Items listed in a dataset:
########################################
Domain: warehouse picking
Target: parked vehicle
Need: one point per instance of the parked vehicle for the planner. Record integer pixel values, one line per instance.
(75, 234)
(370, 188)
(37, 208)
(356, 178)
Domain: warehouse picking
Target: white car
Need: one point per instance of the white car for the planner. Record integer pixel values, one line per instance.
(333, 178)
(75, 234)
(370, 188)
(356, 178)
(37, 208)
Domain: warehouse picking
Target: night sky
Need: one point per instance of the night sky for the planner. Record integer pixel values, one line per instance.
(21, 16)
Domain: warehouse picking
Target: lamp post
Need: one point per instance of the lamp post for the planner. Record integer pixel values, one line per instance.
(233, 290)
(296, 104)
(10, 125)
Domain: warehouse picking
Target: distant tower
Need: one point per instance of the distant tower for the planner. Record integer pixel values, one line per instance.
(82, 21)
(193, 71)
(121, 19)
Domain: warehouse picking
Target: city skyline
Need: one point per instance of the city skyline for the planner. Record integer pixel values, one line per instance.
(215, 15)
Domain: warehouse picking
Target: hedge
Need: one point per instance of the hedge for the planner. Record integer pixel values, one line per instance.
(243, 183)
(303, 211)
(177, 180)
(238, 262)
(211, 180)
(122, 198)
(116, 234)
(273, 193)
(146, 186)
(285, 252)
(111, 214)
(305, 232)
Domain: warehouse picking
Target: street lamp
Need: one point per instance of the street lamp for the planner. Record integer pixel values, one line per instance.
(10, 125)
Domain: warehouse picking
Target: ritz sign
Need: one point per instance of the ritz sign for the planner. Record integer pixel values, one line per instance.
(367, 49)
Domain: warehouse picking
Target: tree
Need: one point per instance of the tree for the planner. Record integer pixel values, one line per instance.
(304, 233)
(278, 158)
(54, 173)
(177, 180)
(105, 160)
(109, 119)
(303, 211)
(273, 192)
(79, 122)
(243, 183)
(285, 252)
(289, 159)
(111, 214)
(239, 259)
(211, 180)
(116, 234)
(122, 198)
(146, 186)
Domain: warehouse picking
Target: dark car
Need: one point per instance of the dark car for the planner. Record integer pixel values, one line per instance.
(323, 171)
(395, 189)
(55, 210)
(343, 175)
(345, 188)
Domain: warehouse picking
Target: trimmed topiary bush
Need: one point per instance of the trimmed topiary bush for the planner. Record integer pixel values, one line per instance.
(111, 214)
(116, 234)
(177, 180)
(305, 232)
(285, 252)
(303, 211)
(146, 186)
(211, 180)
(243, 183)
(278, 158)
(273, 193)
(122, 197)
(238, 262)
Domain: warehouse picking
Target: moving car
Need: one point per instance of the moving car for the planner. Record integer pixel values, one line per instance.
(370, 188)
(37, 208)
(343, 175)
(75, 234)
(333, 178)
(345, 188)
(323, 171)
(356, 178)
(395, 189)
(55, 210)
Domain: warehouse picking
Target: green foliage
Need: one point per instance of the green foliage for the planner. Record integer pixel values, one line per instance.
########################################
(GIVEN TASK) Output the records exactly, including every line.

(ANSWER TO THE TASK)
Domain: warehouse picking
Target: parked vehicle
Need: one point per instance of the parked vehicle for the planner. Record integer pixel values, one line per instance.
(75, 234)
(370, 188)
(37, 208)
(356, 178)
Domain: warehouse picking
Target: white car
Need: one point per instance of the white car for the planner. Record integer pixel values, one line per instance.
(333, 178)
(75, 234)
(370, 188)
(356, 178)
(37, 208)
Domain: warehouse picking
Target: night sky
Need: one point per instance of the night sky for the planner. Record integer pixel values, one line per instance.
(21, 16)
Domain: warehouse picking
Target: lamp post
Need: one point per instance of the lamp post for the planner. Record integer pixel values, one line per instance.
(233, 290)
(296, 104)
(10, 125)
Domain: warehouse picking
Target: distant tower
Need: one point per instance of the distant tower for the planner. Record integer pixel values, one line per instance.
(82, 21)
(193, 71)
(121, 19)
Domain: warehouse picking
Target: city skyline
Need: one point per instance of the city skyline for the planner. Record integer pixel values, one line per instance.
(215, 15)
Domain: warehouse picking
Target: hedge
Need: one point per instance of the hedge for the planner. Record integer pixel values, one line per instance.
(243, 183)
(303, 211)
(177, 180)
(238, 262)
(211, 180)
(122, 198)
(116, 234)
(273, 193)
(146, 186)
(285, 252)
(111, 214)
(305, 232)
Domain: warehouse picking
Target: street lamp
Need: one point per instance of the street lamp for the planner. Record integer pixel values, one line per instance.
(10, 125)
Domain: warehouse picking
Target: ritz sign
Need: one point per instance of the ritz sign for the planner. Record integer pixel values, one line per instance.
(367, 49)
Domain: warehouse picking
Target: tree
Need: one point per instance of the tree for the planner. Record integer pixel values, one line per instance.
(304, 233)
(278, 158)
(54, 173)
(177, 180)
(105, 160)
(109, 119)
(303, 211)
(273, 192)
(79, 122)
(243, 183)
(285, 252)
(289, 159)
(111, 214)
(239, 259)
(211, 180)
(116, 234)
(122, 198)
(146, 186)
Domain: warehouse picking
Target: dark car
Need: one point per instance of the dark car for the planner. Record integer pixel values, one line per instance.
(323, 171)
(395, 189)
(55, 210)
(343, 175)
(345, 188)
Domain: warehouse picking
Target: trimmed topiary bush
Need: one point per instance of the trimmed topiary bush for the planner. Record integer pixel values, one line per instance.
(111, 214)
(116, 234)
(177, 180)
(305, 232)
(285, 252)
(303, 211)
(146, 186)
(211, 180)
(243, 183)
(278, 158)
(273, 193)
(122, 197)
(238, 262)
Domain: warehouse picking
Target: moving car
Need: one point per instance of the moving car for the planner. Record integer pixel values, one line per instance.
(370, 188)
(37, 208)
(343, 175)
(75, 234)
(333, 178)
(345, 188)
(323, 171)
(356, 178)
(395, 189)
(55, 210)
Domain: warehouse picking
Target: green foliage
Need: one point per instance of the green foliage for the planner. Record integer pixel values, one line per instance.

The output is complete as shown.